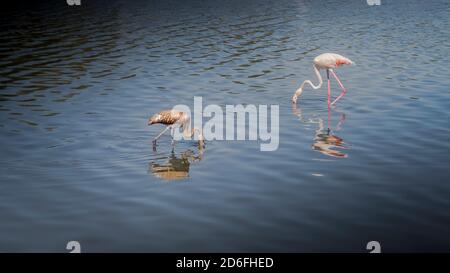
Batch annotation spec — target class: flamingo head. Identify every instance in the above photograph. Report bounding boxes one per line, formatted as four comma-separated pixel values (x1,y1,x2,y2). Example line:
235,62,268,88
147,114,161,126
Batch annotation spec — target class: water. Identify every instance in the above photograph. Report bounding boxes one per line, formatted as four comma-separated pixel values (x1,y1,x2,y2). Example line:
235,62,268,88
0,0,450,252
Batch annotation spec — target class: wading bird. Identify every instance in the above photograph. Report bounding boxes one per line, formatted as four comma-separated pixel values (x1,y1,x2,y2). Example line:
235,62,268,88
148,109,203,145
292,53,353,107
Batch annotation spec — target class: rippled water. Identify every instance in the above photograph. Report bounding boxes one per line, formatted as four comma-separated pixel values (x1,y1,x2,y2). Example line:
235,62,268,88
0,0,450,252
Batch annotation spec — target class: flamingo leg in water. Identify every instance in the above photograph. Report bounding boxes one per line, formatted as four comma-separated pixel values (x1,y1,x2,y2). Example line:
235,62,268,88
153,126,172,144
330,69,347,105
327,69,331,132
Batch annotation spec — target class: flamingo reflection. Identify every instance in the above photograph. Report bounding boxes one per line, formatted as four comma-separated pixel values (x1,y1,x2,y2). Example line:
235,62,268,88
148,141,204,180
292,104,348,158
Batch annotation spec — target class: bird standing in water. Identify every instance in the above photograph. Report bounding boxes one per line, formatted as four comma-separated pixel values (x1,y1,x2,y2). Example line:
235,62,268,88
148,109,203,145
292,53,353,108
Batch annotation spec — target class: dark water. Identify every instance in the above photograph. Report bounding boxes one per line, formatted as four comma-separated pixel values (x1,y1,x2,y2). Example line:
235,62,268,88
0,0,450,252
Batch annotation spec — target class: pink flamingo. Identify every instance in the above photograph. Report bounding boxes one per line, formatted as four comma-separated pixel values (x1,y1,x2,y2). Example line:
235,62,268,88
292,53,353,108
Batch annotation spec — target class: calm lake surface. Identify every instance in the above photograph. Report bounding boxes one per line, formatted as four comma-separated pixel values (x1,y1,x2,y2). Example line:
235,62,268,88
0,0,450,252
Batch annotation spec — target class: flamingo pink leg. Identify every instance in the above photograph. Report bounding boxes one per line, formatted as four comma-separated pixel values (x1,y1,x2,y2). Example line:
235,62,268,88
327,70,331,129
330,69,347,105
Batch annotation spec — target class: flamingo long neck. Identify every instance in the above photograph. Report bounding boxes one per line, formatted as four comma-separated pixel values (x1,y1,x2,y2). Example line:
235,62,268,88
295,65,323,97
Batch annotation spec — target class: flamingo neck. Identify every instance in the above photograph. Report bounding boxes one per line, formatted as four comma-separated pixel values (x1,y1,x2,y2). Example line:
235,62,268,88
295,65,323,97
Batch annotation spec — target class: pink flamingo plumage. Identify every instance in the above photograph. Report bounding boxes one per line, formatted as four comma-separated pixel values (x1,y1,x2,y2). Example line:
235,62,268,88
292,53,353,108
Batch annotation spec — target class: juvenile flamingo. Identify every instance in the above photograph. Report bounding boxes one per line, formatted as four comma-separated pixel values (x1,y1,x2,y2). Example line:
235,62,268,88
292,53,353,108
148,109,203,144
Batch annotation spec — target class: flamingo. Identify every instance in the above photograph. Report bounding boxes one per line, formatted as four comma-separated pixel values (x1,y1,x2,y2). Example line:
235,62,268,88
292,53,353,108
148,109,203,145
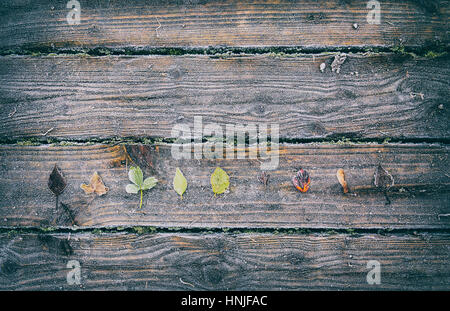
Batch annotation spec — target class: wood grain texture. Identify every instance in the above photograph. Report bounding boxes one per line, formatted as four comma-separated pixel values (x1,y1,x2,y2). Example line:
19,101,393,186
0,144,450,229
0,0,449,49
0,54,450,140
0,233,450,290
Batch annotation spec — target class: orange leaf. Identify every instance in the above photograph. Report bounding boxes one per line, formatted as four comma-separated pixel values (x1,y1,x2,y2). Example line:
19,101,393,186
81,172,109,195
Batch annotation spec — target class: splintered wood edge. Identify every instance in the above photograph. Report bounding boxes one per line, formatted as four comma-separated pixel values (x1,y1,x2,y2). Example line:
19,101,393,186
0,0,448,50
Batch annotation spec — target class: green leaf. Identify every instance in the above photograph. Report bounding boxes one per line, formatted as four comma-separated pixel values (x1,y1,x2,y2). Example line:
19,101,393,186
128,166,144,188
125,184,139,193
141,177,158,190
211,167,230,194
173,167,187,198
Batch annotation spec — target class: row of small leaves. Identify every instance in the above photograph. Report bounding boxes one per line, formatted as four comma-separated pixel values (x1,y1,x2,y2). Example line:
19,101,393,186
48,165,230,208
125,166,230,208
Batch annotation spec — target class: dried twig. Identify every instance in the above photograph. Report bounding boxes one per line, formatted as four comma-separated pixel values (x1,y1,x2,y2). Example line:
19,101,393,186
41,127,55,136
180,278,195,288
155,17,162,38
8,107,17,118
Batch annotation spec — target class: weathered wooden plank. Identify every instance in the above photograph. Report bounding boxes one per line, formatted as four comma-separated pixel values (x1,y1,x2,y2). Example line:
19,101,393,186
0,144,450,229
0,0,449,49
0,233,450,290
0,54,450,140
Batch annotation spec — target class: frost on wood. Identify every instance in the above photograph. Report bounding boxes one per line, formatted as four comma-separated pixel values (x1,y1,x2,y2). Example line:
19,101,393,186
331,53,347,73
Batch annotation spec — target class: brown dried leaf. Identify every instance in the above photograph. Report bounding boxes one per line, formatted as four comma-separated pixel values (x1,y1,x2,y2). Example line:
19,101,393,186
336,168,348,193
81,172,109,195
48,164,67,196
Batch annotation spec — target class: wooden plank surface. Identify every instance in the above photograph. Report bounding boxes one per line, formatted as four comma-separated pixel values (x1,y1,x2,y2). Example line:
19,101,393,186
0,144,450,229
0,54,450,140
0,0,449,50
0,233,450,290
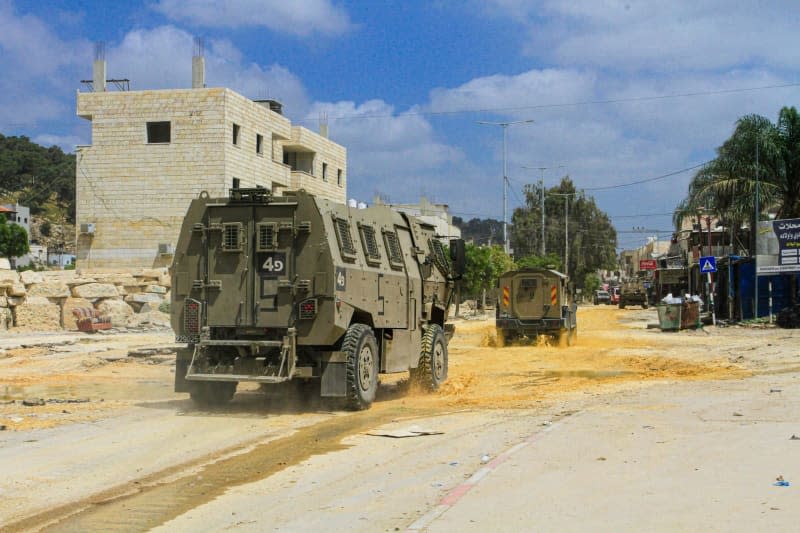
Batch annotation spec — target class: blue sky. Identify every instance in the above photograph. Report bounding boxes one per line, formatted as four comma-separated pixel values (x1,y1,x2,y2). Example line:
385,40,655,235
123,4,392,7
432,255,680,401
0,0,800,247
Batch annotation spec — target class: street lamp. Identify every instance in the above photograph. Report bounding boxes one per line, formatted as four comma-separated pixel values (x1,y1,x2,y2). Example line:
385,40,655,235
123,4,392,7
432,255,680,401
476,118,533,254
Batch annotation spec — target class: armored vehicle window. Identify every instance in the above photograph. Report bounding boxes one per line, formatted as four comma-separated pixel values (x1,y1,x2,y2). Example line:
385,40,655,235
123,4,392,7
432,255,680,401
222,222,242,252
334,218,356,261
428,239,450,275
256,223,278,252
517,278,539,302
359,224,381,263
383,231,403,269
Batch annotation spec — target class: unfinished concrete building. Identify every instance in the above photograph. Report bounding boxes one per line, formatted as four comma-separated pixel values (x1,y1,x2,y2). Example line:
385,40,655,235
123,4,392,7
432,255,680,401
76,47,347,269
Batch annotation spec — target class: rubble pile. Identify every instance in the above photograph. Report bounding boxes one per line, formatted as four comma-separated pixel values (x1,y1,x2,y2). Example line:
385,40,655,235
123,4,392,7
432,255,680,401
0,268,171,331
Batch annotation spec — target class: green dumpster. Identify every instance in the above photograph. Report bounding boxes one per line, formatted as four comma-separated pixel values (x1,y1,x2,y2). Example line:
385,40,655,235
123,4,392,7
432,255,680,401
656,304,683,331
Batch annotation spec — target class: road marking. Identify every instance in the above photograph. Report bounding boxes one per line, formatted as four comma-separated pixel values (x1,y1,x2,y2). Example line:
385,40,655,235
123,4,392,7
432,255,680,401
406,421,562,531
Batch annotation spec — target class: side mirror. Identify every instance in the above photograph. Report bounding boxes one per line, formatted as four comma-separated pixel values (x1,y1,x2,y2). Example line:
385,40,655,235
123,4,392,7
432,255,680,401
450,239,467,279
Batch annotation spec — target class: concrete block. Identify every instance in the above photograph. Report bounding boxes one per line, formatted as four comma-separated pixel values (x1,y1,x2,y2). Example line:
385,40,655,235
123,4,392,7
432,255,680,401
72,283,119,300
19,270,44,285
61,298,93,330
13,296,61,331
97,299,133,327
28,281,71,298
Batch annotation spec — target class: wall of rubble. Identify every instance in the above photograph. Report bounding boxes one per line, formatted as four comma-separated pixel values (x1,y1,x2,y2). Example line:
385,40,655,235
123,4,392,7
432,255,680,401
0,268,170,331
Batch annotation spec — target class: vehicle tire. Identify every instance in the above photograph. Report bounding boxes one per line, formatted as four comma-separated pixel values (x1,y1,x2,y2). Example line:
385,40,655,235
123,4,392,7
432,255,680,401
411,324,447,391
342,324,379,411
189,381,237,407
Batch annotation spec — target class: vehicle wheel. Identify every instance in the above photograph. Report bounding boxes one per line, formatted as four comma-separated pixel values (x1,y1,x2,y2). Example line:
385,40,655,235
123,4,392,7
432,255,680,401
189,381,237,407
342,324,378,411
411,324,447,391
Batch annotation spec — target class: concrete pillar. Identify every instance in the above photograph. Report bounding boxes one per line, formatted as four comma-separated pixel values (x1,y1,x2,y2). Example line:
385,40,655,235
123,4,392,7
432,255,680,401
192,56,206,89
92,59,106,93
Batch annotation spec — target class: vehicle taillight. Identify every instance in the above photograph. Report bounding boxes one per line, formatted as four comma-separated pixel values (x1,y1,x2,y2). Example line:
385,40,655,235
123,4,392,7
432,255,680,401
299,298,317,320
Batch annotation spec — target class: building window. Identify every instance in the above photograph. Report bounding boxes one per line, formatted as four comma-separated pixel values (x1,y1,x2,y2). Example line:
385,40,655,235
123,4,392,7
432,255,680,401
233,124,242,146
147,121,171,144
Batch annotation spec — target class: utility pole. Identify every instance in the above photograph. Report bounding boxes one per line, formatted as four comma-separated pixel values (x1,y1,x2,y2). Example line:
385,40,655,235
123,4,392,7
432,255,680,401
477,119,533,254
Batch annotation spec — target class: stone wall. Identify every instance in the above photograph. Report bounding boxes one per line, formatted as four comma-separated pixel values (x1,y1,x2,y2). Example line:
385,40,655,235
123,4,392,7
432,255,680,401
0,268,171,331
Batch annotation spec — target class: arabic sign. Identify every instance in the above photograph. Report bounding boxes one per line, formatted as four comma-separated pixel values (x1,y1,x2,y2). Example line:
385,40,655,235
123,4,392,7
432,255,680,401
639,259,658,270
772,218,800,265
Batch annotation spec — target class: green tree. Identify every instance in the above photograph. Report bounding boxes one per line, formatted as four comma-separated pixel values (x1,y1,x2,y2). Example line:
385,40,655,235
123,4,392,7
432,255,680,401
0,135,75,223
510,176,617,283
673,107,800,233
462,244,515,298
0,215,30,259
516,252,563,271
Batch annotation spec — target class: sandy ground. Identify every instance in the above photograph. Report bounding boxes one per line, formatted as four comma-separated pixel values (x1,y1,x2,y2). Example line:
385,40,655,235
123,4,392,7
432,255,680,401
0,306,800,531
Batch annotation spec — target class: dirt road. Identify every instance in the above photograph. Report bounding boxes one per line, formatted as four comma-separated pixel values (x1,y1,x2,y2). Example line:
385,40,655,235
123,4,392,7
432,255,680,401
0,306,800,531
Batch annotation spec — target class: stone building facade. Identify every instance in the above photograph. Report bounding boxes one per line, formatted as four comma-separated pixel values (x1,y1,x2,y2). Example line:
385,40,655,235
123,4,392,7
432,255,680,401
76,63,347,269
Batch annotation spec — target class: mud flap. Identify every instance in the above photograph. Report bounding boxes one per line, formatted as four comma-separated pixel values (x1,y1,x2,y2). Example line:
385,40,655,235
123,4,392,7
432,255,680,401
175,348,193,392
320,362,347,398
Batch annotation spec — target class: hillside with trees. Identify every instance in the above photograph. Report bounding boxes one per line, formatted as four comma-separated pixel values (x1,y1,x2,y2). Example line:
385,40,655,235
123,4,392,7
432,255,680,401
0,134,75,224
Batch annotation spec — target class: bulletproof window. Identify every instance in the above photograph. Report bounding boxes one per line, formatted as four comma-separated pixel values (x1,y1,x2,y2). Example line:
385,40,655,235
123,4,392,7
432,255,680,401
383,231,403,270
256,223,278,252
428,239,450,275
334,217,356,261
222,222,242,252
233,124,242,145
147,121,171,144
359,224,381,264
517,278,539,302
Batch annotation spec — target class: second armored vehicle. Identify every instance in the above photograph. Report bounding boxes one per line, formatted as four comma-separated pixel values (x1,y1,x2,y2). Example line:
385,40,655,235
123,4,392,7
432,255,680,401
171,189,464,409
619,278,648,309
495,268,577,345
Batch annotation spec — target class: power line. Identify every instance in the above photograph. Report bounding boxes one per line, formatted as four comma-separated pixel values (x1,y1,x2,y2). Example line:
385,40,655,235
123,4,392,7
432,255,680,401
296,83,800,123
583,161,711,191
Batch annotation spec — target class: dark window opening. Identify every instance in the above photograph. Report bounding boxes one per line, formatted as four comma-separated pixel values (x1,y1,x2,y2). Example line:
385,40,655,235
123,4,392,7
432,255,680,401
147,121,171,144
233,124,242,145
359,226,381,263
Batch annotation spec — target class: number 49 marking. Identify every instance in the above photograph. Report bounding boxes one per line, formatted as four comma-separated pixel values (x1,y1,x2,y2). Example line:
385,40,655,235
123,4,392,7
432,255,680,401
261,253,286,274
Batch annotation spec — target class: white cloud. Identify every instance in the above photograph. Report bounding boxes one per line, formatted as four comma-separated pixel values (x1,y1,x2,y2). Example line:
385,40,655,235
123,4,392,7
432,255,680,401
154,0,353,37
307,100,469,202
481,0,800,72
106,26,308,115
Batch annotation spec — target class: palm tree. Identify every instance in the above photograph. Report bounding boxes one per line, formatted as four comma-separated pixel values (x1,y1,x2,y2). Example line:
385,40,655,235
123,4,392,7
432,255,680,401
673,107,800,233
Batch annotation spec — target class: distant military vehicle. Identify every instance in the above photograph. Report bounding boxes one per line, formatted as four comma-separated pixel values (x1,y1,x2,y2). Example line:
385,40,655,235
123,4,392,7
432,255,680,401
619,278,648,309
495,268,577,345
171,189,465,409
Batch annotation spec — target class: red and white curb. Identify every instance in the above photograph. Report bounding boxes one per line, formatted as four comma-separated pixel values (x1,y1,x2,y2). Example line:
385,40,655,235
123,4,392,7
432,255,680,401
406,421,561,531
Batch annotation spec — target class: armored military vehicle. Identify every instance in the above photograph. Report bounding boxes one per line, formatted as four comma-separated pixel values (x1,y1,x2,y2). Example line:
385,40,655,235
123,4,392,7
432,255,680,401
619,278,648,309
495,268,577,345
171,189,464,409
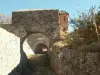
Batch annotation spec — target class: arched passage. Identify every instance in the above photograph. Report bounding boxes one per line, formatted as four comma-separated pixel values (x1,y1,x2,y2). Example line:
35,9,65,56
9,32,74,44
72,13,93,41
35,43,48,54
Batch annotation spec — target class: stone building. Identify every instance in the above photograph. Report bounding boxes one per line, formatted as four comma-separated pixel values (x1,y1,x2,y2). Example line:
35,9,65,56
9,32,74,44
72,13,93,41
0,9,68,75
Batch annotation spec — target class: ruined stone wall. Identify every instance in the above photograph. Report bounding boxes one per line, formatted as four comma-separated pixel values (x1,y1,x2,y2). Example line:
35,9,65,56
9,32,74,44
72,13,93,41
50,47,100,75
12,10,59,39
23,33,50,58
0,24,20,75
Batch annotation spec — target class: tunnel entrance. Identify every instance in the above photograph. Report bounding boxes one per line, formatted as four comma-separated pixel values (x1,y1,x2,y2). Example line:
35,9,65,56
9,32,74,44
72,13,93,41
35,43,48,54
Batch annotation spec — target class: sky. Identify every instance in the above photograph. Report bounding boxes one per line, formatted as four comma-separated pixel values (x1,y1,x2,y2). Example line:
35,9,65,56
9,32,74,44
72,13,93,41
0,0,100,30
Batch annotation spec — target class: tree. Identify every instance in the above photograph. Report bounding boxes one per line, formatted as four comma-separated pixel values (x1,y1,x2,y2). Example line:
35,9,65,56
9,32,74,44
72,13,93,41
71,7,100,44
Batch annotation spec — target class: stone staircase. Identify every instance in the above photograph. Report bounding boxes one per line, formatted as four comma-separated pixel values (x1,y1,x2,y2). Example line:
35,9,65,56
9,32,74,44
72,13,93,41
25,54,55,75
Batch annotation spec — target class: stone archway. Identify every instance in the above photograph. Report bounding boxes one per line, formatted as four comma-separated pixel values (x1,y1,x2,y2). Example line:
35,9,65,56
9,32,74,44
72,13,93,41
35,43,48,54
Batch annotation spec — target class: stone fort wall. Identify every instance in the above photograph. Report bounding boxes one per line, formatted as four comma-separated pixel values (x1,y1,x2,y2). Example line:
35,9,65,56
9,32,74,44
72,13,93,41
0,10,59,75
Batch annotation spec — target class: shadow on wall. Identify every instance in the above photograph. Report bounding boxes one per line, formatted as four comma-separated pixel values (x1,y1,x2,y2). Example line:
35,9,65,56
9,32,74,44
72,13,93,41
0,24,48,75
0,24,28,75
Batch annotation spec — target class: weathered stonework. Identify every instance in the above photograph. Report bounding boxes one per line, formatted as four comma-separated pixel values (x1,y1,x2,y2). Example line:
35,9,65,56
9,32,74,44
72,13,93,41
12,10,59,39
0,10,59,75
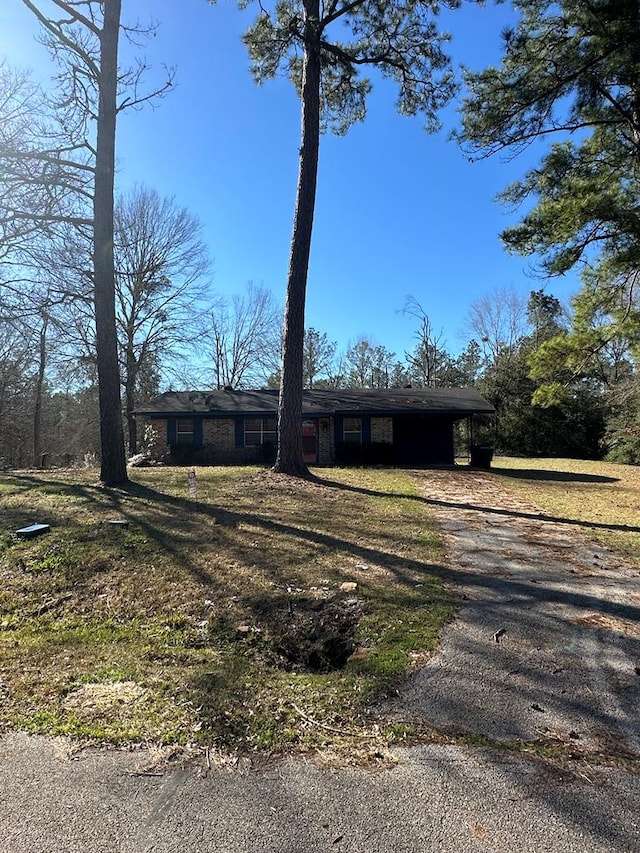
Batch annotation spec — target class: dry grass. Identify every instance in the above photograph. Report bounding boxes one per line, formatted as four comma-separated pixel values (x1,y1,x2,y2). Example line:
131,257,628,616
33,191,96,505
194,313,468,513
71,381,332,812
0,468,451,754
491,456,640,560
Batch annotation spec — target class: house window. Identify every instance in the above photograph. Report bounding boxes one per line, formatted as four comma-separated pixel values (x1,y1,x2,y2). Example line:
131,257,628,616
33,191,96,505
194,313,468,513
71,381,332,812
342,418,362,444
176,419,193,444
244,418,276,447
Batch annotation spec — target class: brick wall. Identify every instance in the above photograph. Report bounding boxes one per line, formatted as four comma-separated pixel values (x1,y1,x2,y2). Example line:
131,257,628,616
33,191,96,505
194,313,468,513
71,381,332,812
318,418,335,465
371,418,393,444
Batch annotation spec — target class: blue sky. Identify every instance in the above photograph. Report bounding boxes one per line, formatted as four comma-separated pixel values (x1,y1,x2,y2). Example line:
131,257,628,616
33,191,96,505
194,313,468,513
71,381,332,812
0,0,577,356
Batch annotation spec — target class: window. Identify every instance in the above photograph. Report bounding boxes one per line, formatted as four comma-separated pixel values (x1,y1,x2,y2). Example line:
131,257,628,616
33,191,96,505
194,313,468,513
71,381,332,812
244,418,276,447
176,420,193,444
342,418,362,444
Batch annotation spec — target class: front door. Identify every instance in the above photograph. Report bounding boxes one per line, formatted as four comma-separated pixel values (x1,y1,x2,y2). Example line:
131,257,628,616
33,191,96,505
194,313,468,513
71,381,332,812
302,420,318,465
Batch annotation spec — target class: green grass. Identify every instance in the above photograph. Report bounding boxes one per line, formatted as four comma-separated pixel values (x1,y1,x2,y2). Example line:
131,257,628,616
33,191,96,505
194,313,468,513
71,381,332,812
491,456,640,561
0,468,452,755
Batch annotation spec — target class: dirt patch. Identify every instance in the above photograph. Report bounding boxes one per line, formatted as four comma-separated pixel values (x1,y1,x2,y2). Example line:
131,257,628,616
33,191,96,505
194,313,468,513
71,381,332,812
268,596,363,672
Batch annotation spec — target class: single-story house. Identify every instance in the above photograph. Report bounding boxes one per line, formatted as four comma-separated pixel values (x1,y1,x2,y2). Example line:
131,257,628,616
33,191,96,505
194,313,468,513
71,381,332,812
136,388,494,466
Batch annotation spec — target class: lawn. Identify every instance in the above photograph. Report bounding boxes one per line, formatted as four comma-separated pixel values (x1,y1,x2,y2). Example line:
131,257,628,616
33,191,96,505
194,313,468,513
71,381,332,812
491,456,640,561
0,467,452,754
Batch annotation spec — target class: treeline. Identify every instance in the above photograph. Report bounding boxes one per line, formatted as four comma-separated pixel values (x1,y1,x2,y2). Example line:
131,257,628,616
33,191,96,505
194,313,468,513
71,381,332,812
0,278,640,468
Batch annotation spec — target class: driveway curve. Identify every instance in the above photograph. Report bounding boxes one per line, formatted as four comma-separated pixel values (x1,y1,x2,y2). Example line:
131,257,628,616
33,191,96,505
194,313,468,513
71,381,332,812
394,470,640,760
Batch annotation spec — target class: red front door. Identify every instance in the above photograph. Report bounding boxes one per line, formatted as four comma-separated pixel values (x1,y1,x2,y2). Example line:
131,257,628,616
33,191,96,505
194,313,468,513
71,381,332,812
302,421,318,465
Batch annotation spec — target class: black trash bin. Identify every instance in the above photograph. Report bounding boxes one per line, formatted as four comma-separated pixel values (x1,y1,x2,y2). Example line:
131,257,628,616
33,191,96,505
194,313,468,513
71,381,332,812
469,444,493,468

### [Exercise directions]
Output the records as a Markdown table with the columns Row and Line, one numbered row per line and blank lines omitted. Start at the line that contains "Batch annotation spec — target class: dirt patch." and end after the line that contains "394,470,640,760".

### [Exercise result]
| Row | Line |
|---|---|
| 1 | Batch annotation spec — target class: dirt patch. Identify every instance in the above photograph. Report bounding boxes one per line, formatted as four comma-separated pixel values (x1,y1,x2,y2). Example line: |
| 2 | 131,257,628,616 |
| 3 | 33,191,96,505 |
| 4 | 194,313,468,513 |
| 5 | 71,381,332,812 |
| 6 | 268,596,363,672 |
| 7 | Batch annotation spec — target class: single-story house. Identify every instance in the above photograph. Report bounding boxes one per line, formatted as four comma-separated pixel values (x1,y1,x2,y2). Example line: |
| 8 | 131,257,628,616 |
| 9 | 33,191,96,505 |
| 10 | 194,313,468,513 |
| 11 | 71,381,332,812 |
| 12 | 136,388,494,466 |
| 13 | Batch annotation spec — target class: lawn. Identify every instance in the above photograph. Report bounding boxes one per line, formatted as four comma-separated pixel values (x1,y1,x2,y2). Example line: |
| 14 | 131,257,628,616 |
| 15 | 33,191,96,505 |
| 16 | 194,313,468,513 |
| 17 | 71,381,332,812 |
| 18 | 491,456,640,561 |
| 19 | 0,467,452,754 |
| 20 | Batch annotation spec — target class: treeline. Identify every instance in the above photograph. Report bounding boxes one per line, formatted as four comma-separated pixel values (x1,y1,x2,y2). Example line: |
| 21 | 131,257,628,616 |
| 22 | 33,191,96,505 |
| 23 | 194,313,468,513 |
| 24 | 71,381,332,812 |
| 25 | 0,278,640,468 |
| 26 | Batch annotation spec — target class: driveway curve. Identify every instance in the above photograph. Report bounding boxes one per line, formatted as four comma-separated pixel values (x1,y1,x2,y2). Example line: |
| 27 | 131,257,628,616 |
| 28 | 33,191,96,505 |
| 29 | 194,313,468,513 |
| 30 | 71,381,332,812 |
| 31 | 394,470,640,760 |